Communities

Civic engagement increases with news and information projects, funders find

The following blog post is written by Michele McLellan, a Circuit Rider for the Knight Community Information Challenge, which is accepting applications from community and place-based foundations through July 1. Photo credit: ModeShift on Flickr.

Six years ago, the Knight Community Information Challenge set out to encourage community foundations to fill gaps in local information created by shrinking newsrooms.

Along the way, though, many challenge winners found that their news and information projects increased civic engagement – in fact, that’s what more than two-thirds reported recently in a survey by FSG.

FSG surveyed more than 50 community foundations that have sponsored local news and information projects in the first five years of the challenge, which is accepting applications from locally-focused funders through June 1.

  • 66 percent reported they had increased community engagement in issues they care about.
  • 74 percent report contributing towards a more informed community, to greater media attention to local issues, and to greater collaboration among community issues.

FSG cited these examples:

  • ACT for Alexandria in Virginia created an online town hall called “Ask the city council candidates.” This prompted online discussion and the local Democratic party used questions from the town hall in its final primary debate. The project reports that residents have also been more engaged in local problem solving. For example, during a competition to promote engagement, residents generated 22 different ideas for how to improve the play opportunities for children in Alexandria.
  • The California Endowment says coverage in Pacific News Service has contributed to a spike in community organizing around key community issues such as obesity and youth-on-youth violence. Youth have become engaged in community activism and interested in journalism and media.

■ DATA LINES:
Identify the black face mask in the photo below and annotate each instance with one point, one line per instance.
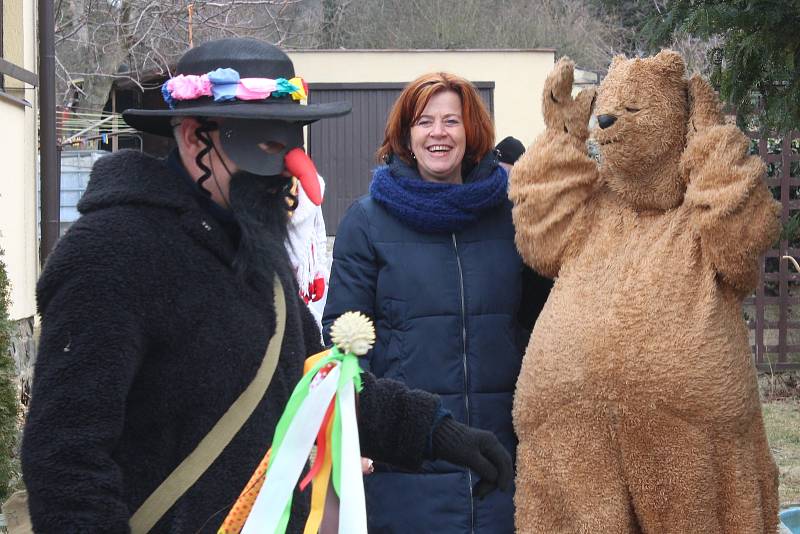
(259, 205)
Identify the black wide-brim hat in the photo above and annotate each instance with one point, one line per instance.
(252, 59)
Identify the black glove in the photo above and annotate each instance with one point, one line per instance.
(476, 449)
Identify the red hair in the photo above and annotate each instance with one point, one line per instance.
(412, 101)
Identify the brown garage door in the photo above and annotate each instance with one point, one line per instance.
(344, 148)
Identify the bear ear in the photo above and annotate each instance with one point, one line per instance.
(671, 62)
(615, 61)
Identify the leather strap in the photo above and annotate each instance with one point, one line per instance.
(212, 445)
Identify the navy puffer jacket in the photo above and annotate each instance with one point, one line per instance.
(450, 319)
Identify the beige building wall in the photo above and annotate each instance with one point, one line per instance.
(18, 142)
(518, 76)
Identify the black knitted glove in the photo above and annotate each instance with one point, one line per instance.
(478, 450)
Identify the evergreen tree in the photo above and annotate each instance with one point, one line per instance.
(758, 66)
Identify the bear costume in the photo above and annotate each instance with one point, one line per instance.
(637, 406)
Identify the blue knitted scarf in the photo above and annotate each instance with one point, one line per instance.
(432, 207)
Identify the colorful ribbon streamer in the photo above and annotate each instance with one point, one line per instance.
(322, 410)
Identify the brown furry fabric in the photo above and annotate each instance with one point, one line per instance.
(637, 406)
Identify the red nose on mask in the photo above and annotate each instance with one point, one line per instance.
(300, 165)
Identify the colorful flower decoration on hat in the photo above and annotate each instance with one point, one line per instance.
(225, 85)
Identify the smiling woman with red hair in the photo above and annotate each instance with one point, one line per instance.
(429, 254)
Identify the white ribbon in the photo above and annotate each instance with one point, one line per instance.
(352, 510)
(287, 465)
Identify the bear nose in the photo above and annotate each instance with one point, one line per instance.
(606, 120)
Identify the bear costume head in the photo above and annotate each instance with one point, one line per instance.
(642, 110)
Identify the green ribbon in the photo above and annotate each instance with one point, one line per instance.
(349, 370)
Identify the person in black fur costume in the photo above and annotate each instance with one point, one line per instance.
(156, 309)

...

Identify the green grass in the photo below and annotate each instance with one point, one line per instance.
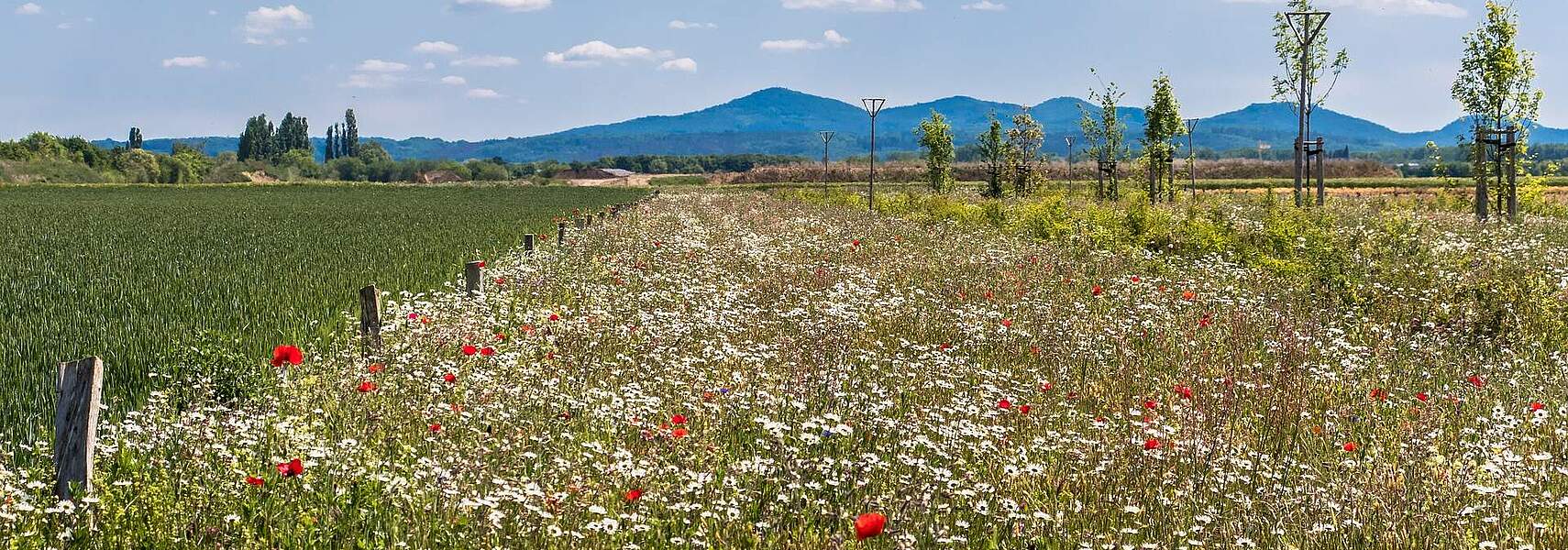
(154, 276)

■ TO DO:
**a.** According to the blog post on civic engagement, why did the Knight Community Information Challenge set out to encourage community foundations? Explain in one to three sentences.
**b.** In the blog post on civic engagement, what percentage of surveyed foundations reported increased community engagement in issues they care about?
**c.** Continue the blog post on civic engagement from its final sentence.

■ ANSWERS TO THE EXERCISES:
**a.** The challenge wanted community foundations to fill gaps in local information. Those gaps had been created by shrinking newsrooms.

**b.** 66 percent

**c.**
  • The Community Foundation for Southeast Michigan’s project, Mode Shift, has helped increase grassroots organizing efforts. This includes creation of a group to establish bike pump and flat repair stations across town, and greater citizen participation in community rallies and meetings aimed at developing bike programs.

Most foundations like the results they are seeing and plan to continue to invest. In all, 80 percent of the foundations surveyed said they intended to fund their Community Information Challenge projects over the next three years, including 55 percent that said they would increase funding.

While they see foundation or donor funding as a mainstay, many are looking at sustaining their projects through earned revenue such as advertising, syndication of content, corporate sponsorships or events with a fee.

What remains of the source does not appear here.